**Exercise requirements**: When a picture appears in the listing, leave it out and copy the rest exactly as it stands.

**Exercise materials**:
* * *

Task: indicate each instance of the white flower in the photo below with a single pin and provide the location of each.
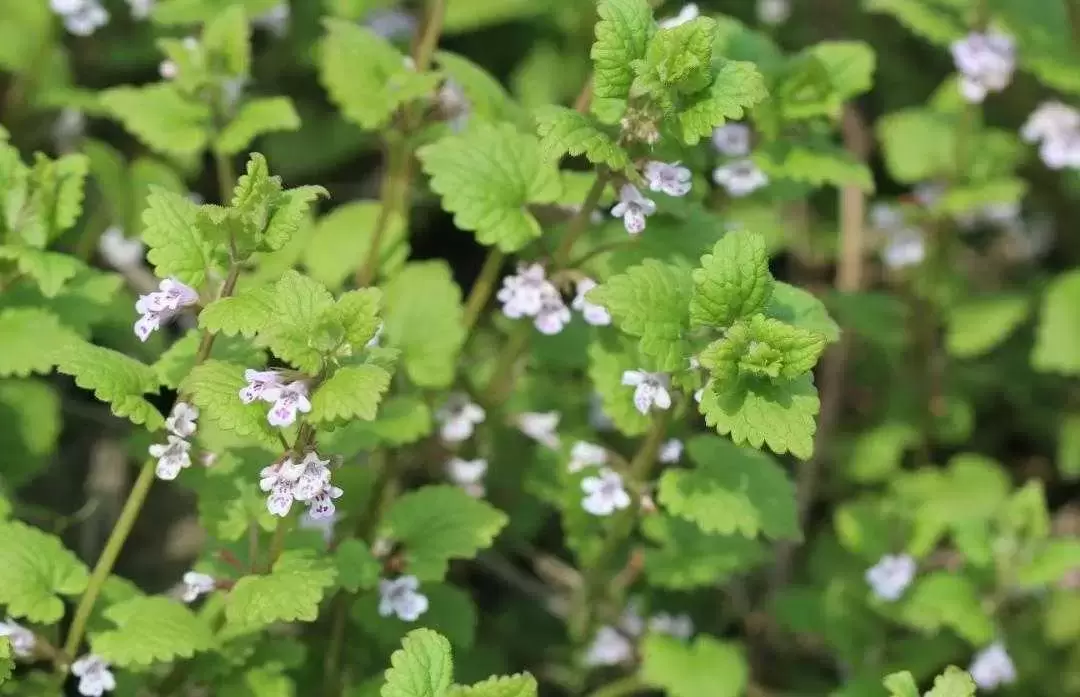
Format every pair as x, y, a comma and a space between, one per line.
672, 179
609, 647
140, 9
401, 597
172, 457
81, 17
595, 315
741, 177
181, 420
95, 679
22, 639
162, 305
773, 12
583, 455
458, 417
468, 474
671, 451
292, 398
196, 585
732, 139
650, 390
633, 208
261, 385
120, 252
677, 626
688, 12
904, 248
540, 426
993, 667
891, 576
605, 494
274, 19
985, 62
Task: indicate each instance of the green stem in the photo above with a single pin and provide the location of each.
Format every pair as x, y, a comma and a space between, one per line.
108, 558
482, 289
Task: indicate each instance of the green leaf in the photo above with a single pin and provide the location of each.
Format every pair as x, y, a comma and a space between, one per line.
255, 118
737, 88
486, 176
26, 335
353, 391
356, 566
35, 570
568, 132
440, 523
423, 319
946, 600
161, 118
366, 76
732, 282
778, 415
151, 629
214, 387
520, 685
651, 302
975, 326
731, 490
422, 667
176, 246
342, 240
1057, 334
116, 378
622, 36
291, 592
705, 667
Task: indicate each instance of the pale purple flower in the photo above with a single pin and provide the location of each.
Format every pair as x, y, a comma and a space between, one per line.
401, 597
604, 494
172, 457
458, 418
993, 668
468, 474
540, 426
95, 679
292, 398
194, 586
740, 177
609, 647
583, 455
650, 389
181, 419
671, 451
985, 62
23, 641
891, 576
633, 209
595, 315
672, 179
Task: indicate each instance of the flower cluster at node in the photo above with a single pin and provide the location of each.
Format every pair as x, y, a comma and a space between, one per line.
307, 481
81, 17
401, 597
650, 389
468, 474
1055, 128
175, 453
891, 576
288, 399
458, 417
604, 494
159, 307
985, 62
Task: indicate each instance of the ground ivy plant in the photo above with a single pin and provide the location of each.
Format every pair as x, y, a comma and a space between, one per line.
661, 350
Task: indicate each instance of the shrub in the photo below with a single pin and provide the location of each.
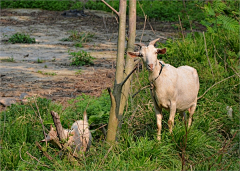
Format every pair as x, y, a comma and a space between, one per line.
81, 58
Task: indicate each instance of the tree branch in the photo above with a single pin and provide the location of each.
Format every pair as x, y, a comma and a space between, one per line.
110, 7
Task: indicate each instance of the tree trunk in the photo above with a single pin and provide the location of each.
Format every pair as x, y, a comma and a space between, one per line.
116, 96
129, 61
121, 88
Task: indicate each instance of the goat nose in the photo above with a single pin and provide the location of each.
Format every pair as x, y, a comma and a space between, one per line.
150, 66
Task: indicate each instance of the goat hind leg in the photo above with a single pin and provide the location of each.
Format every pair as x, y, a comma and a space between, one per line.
159, 116
171, 117
191, 112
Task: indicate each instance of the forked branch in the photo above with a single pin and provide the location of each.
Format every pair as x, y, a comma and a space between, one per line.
110, 7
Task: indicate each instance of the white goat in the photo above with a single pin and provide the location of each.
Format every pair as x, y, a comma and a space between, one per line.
79, 136
174, 89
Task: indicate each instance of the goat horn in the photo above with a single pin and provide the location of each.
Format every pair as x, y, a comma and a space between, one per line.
154, 41
140, 44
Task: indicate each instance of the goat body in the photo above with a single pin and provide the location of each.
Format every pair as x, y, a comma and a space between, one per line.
174, 89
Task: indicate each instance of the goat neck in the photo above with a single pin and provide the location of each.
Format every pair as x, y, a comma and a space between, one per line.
154, 75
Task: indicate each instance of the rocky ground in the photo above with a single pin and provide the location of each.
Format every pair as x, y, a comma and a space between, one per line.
44, 68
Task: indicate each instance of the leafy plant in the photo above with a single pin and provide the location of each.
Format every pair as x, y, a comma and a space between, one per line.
46, 73
81, 58
21, 38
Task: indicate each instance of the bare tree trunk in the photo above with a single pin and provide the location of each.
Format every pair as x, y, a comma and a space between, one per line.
129, 61
122, 84
116, 96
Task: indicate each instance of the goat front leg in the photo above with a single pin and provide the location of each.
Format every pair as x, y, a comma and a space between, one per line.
172, 115
159, 116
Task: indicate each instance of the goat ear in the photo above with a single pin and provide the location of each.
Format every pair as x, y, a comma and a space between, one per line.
134, 54
47, 139
161, 51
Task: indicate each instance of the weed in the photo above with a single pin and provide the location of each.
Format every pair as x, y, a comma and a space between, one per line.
79, 37
46, 73
21, 38
81, 58
54, 59
40, 61
78, 45
10, 59
78, 72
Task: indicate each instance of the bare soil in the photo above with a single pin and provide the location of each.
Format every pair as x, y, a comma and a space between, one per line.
26, 74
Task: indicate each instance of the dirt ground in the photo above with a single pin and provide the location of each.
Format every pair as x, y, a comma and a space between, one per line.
25, 74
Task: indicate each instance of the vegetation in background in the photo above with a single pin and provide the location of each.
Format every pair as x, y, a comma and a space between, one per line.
21, 38
160, 10
79, 37
9, 59
212, 142
46, 73
81, 58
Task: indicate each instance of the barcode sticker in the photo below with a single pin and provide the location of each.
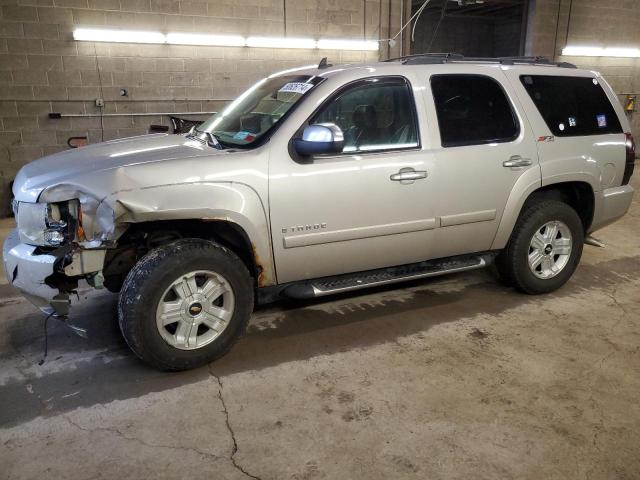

* * *

**Answer area**:
Task: indicate each instance of the white flower in the photo below with a single pin and provide the location of each.
Format every pair as x, y, a comma and a space between, one per line.
672, 179
609, 647
140, 9
401, 597
172, 457
81, 17
595, 315
741, 177
181, 420
95, 679
22, 639
162, 305
773, 12
583, 455
458, 417
468, 474
671, 451
292, 398
196, 585
732, 139
650, 390
633, 208
261, 385
120, 252
677, 626
688, 12
904, 248
540, 426
993, 667
891, 576
605, 494
274, 19
985, 62
Task: indicate each instance of the green stem in the photo above with a single pin and provide the location of each.
Format every pair as x, y, a comma and a space between, one per line.
108, 558
482, 289
Task: indicate each instance of the green leaf in the photo above with a single pin and provide the location of each.
Format every pair as x, y, a comma and a space between, one per line.
255, 118
737, 88
486, 176
26, 335
353, 391
356, 566
35, 570
568, 132
440, 523
423, 319
946, 600
161, 118
366, 76
732, 282
778, 415
151, 629
214, 387
520, 685
651, 302
975, 326
731, 490
422, 667
176, 246
342, 240
1057, 334
116, 378
622, 36
291, 592
705, 667
Task: indicate each instance of the pale purple flower in the photo above with a single pin and provide the location of each.
Format every pair as x, y, a comma and a space between, one per line.
401, 597
604, 494
172, 457
458, 418
993, 668
468, 474
540, 426
95, 679
292, 398
194, 586
740, 177
609, 647
583, 455
650, 389
181, 419
671, 451
985, 62
23, 641
891, 576
633, 209
595, 315
672, 179
Task: indicate each instance of the flower cluster at node in the photo above with a single pin and provide the location of each.
Format every pair as x, y, a comma and a space between, one per line.
307, 481
81, 17
401, 597
650, 389
468, 474
1055, 128
175, 453
891, 576
288, 399
458, 417
604, 494
159, 307
985, 62
Task: indicate each instance of the ground ivy plant in the photo above with a single pin and provide the location of each.
Format every pair as x, y, a comma and a space between, one per line.
661, 350
Task: indicate each instance of the shrub in the photo below with a single pin and provide the location of each.
Format every pair as x, y, a comma and a space between, one per line.
81, 58
Task: indicate each instance of the tree branch in the photo above with a single pin and provide the location of each.
Format every pair as x, y, a comma and a space between, one per line.
110, 7
Task: indicate each instance of the tree trunk in the photo above with a single pin and provide the location of each.
Format every pair as x, y, a comma and a space between, one per line.
116, 96
129, 61
121, 88
Task: indicate each instance of the goat nose in the photo above with a single pin and provide the location of each.
Format every pair as x, y, a comma and a space between, one per line.
150, 66
Task: indicate each instance of the goat hind leg in the photo above with a single pin and provide the location of each.
Format every pair as x, y, a comma and a space between, one per line.
159, 116
171, 117
191, 112
Task: indicate each instance of the forked branch in the photo above with a single pin and provide the location of each.
Format every pair as x, y, a comma and a space between, one per line.
110, 7
Task: indicate each instance of the white goat in the photo above with a single pin and provide the location of each.
Format every pair as x, y, a comma and a space between, one per line.
79, 136
174, 89
Task: indicate each instance of the goat horn in the photo above with a single pin and provide the location of each.
Format every pair as x, y, a comma and a space between, one per line.
154, 41
140, 44
Task: indicate each instance of the goat body in the photo above with a single pin and provide the location of each.
Format every pair as x, y, a comma and a space between, one per line.
174, 89
Task: indicate each instance of the goat neck in the photo above with a single pin and provide the location of each.
Format every pair as x, y, a comma and a space between, one per line.
154, 75
Task: indicate each instance of the rocky ground in the photo above with a single pin and provide the location of each.
Format every pair as x, y, a comma and a space between, one per line.
44, 68
Task: indicate each instance of the leafy plant in the photo above with a single pin and provide the location of each.
Format every pair as x, y, a comma and a space between, one per line.
46, 73
81, 58
21, 38
Task: indicate each instance of the bare tree trunk in the photo above with a single pin and provide the location of each.
Format every pair as x, y, a comma and a space between, one per line.
129, 61
122, 84
116, 96
Task: indicate each instance of the goat front leg in the photo above with a single pin and provide the location of each.
Format every pair as x, y, a comma and a space between, one per line.
172, 115
159, 116
Task: indicate each instance of the goat ear in the photo above with a single pin and provide the location of each.
Format every pair as x, y, a comma and a space between, one per line.
134, 54
47, 139
161, 51
Task: indicate each instance of the weed in the photo above with a single pin and provide the location of each.
Format every pair as x, y, a comma and a space between, one per line.
79, 37
46, 73
21, 38
81, 58
54, 59
40, 61
78, 45
10, 59
78, 72
Task: indicate each instance of the bare soil in the photo above with a single pin and provide the location of each.
Format every pair as x, y, a comma and a space between, one per line.
26, 74
Task: indicate each instance of the dirt ground in the photo above with a single pin and provide the location of each.
Format every pair as x, y, a comma and a space between, one per line.
25, 74
Task: indicate each instance of the vegetation in background in the photo above with a single pin and provide the location of each.
Format every pair as x, y, a comma and a space between, one per line.
21, 38
160, 10
79, 37
9, 59
212, 142
46, 73
81, 58
Task: indicate each instance of the barcode sticker in the photo below with a single pin and provide the location of each.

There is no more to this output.